Exercise aim
Only the lines from the one with "Task: point out the tree" onward are wanted, through the last line of the entries, set down exactly.
_____
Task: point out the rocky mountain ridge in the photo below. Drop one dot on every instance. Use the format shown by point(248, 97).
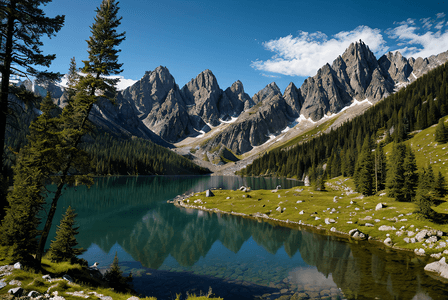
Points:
point(156, 108)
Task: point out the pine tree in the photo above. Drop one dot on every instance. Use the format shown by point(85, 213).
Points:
point(94, 85)
point(380, 167)
point(441, 135)
point(395, 172)
point(410, 175)
point(440, 186)
point(114, 277)
point(23, 25)
point(364, 172)
point(35, 163)
point(62, 248)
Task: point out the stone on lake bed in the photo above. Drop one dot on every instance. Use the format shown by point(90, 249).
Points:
point(439, 267)
point(388, 242)
point(386, 228)
point(420, 251)
point(379, 206)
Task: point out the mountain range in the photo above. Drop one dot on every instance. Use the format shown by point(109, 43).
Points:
point(156, 108)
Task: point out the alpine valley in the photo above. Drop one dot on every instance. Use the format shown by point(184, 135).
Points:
point(214, 126)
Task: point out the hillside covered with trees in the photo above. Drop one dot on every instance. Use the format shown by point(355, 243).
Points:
point(355, 149)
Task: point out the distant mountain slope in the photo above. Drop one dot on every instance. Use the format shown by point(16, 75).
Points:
point(156, 108)
point(410, 110)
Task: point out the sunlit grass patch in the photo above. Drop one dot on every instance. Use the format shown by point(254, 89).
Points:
point(339, 208)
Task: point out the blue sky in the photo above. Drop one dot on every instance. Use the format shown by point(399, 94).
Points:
point(256, 42)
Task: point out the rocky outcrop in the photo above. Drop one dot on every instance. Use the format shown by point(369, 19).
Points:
point(234, 101)
point(354, 75)
point(439, 267)
point(268, 117)
point(202, 94)
point(293, 99)
point(160, 106)
point(267, 92)
point(156, 108)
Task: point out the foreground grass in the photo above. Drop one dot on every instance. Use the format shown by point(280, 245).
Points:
point(33, 281)
point(348, 209)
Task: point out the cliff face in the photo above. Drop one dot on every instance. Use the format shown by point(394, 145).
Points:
point(156, 108)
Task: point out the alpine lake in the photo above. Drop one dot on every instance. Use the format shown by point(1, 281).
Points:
point(172, 250)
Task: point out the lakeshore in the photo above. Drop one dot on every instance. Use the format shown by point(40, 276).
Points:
point(338, 211)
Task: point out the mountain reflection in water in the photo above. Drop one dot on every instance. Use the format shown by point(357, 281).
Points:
point(172, 250)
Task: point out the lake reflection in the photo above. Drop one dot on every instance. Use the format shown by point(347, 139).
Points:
point(172, 250)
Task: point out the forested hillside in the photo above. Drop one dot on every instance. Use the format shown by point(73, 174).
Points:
point(415, 107)
point(112, 156)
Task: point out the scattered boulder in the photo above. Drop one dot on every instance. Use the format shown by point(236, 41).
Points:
point(380, 206)
point(33, 294)
point(420, 251)
point(68, 278)
point(16, 292)
point(18, 265)
point(440, 267)
point(386, 228)
point(46, 277)
point(357, 235)
point(329, 221)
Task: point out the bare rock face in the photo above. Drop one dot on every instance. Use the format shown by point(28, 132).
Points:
point(159, 105)
point(233, 100)
point(254, 126)
point(354, 75)
point(203, 95)
point(293, 99)
point(396, 66)
point(267, 92)
point(323, 94)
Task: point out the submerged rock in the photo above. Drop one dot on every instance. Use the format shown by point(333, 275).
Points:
point(439, 267)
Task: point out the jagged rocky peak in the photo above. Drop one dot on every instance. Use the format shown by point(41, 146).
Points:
point(202, 94)
point(360, 64)
point(267, 92)
point(151, 89)
point(205, 81)
point(397, 66)
point(233, 101)
point(293, 99)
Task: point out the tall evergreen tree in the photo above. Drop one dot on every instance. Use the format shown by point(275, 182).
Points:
point(95, 84)
point(364, 173)
point(410, 175)
point(23, 25)
point(380, 168)
point(440, 185)
point(441, 135)
point(62, 248)
point(35, 163)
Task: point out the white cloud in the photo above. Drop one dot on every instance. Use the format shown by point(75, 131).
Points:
point(123, 82)
point(121, 85)
point(305, 54)
point(421, 42)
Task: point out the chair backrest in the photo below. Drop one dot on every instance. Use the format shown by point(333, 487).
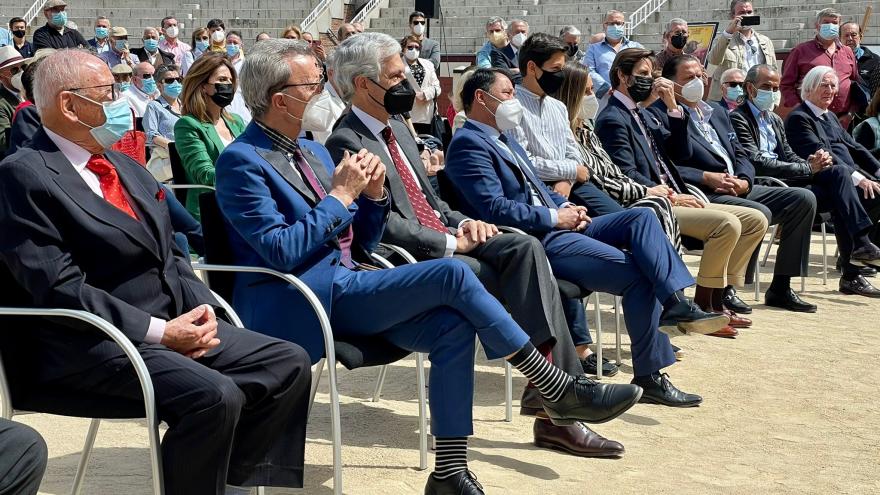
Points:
point(178, 174)
point(217, 249)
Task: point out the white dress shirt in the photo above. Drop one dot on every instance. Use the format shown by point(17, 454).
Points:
point(376, 127)
point(818, 112)
point(79, 157)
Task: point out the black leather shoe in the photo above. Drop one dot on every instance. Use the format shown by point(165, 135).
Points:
point(688, 317)
point(591, 402)
point(576, 439)
point(859, 286)
point(659, 390)
point(788, 300)
point(732, 302)
point(589, 364)
point(461, 483)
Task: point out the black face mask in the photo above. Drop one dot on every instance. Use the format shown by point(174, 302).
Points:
point(641, 87)
point(398, 98)
point(678, 40)
point(223, 94)
point(550, 82)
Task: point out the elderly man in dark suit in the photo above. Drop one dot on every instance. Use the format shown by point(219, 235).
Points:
point(512, 267)
point(810, 128)
point(721, 168)
point(88, 229)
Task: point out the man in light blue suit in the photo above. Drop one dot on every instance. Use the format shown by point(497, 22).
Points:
point(496, 183)
point(289, 209)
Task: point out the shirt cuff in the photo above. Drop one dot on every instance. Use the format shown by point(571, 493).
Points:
point(155, 331)
point(451, 243)
point(857, 177)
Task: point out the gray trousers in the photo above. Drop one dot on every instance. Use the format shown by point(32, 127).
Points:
point(794, 208)
point(23, 456)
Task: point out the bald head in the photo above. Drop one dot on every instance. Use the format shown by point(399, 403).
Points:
point(65, 110)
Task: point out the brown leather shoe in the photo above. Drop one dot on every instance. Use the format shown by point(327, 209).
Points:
point(737, 321)
point(575, 439)
point(727, 332)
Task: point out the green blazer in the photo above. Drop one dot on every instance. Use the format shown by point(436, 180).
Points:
point(199, 145)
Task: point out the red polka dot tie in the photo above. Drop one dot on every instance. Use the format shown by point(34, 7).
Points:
point(424, 213)
point(111, 187)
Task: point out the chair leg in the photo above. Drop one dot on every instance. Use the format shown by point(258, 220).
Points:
point(598, 338)
point(377, 393)
point(617, 303)
point(508, 392)
point(316, 379)
point(85, 456)
point(423, 411)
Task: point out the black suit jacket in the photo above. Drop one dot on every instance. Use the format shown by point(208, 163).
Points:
point(808, 134)
point(64, 246)
point(704, 158)
point(787, 165)
point(623, 140)
point(403, 227)
point(162, 57)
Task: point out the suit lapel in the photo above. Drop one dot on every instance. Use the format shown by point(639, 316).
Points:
point(282, 165)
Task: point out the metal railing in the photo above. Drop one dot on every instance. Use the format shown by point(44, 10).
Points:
point(315, 13)
point(641, 15)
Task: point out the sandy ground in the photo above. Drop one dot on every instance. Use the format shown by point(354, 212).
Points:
point(789, 408)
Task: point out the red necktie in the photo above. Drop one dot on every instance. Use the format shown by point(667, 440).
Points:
point(111, 187)
point(345, 238)
point(424, 212)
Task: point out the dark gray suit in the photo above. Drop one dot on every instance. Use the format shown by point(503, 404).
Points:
point(236, 415)
point(513, 268)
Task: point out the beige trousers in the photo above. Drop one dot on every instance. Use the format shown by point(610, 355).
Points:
point(730, 235)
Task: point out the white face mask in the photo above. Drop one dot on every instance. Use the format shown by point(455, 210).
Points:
point(319, 115)
point(508, 114)
point(589, 107)
point(411, 54)
point(693, 90)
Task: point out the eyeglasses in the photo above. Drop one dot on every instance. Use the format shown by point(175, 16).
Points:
point(113, 93)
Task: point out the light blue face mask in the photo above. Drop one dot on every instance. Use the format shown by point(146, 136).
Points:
point(149, 86)
point(59, 19)
point(117, 121)
point(614, 32)
point(173, 90)
point(765, 100)
point(829, 31)
point(734, 94)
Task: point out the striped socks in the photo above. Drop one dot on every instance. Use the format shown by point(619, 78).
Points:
point(550, 381)
point(451, 456)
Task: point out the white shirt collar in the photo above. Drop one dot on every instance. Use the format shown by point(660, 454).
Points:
point(75, 154)
point(818, 112)
point(375, 126)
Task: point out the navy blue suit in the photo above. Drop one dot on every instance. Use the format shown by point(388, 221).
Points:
point(793, 208)
point(493, 187)
point(435, 306)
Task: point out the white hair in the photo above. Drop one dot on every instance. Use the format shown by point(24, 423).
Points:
point(360, 55)
point(267, 71)
point(813, 79)
point(59, 72)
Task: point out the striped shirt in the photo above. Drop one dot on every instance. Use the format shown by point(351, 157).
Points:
point(545, 134)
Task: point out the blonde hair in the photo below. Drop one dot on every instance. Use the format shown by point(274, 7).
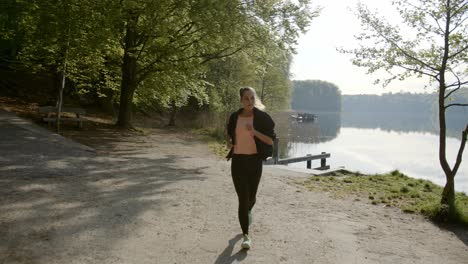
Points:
point(258, 104)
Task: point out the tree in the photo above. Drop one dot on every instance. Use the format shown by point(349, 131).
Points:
point(173, 36)
point(316, 95)
point(66, 39)
point(439, 50)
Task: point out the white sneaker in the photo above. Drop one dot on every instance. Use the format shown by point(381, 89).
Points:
point(247, 242)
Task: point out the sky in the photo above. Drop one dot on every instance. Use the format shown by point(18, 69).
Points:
point(317, 58)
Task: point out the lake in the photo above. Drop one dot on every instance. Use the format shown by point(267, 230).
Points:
point(375, 143)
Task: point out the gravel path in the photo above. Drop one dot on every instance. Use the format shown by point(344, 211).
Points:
point(165, 198)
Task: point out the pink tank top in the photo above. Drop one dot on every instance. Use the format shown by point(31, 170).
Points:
point(245, 143)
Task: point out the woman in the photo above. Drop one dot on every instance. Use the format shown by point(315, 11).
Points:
point(250, 135)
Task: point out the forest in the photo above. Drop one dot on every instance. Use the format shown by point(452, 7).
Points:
point(147, 56)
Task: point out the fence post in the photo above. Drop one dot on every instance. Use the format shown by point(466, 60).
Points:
point(275, 151)
point(323, 161)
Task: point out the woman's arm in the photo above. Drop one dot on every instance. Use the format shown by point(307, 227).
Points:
point(266, 139)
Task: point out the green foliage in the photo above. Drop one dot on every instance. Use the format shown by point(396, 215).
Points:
point(396, 190)
point(183, 50)
point(437, 48)
point(316, 95)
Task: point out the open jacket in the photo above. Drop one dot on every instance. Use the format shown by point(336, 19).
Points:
point(263, 123)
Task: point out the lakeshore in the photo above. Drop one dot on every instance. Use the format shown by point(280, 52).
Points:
point(132, 197)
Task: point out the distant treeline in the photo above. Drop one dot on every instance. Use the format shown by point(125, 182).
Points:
_____
Final result
Task: point out the tree in the photo above. Drop one dot on every instance. Use the format shown by point(349, 131).
Points:
point(173, 36)
point(316, 95)
point(66, 39)
point(439, 50)
Task: point out the white sneaker in the photo above. Drop one dot on every instance. Use the format shown by point(381, 89).
Points:
point(247, 242)
Task: point out the sky in the photo above. Drop one dot on every instance. Use the format shown by point(18, 69).
Points:
point(317, 58)
Task: point out the lake in the photo above. Drop one dot on every instance. Use the format shown by point(267, 230).
Points:
point(375, 143)
Task: point out the gravel path in the photo above. Drop one dot on every instance. Use the format shown by point(344, 211).
Points:
point(165, 198)
Task: point out the pink tank top in the photo above. Drop one dot on every instance. Use the format shown by point(31, 170).
Points:
point(245, 143)
Task: point out the woman in the photo above. Drop one dot on every instance. Use the format shown by point(315, 11).
Points:
point(250, 135)
Task: point out the forest in the photo above. Drop one dot on every instance. Use the format shown by point(452, 7).
Points:
point(147, 56)
Task: point out the fence post in the photo above. Drop one dot on every instance. Use the format shown by point(466, 60).
Points:
point(275, 151)
point(323, 161)
Task: point out the woman's arm in the photo above. Drop one dot on every instance. Use the format shown by point(307, 227).
Points:
point(266, 139)
Task: point out the green foliage in the photo above. Drop one dot on every instance. Use the format shown by point(396, 215).
Points:
point(396, 190)
point(183, 50)
point(437, 48)
point(316, 95)
Task: point out the open jacket in the photo above. Drop one dot on every instance. Use the format shown by point(336, 19).
Points:
point(263, 123)
Task: point out the lakeshore in the photo above. Drop one dot on every instance. Use the format shown by point(280, 52).
Points:
point(132, 197)
Task: point out the distant treeline in the photo above. Drop one dot on every instance. Use the format shown by point(125, 182).
Points:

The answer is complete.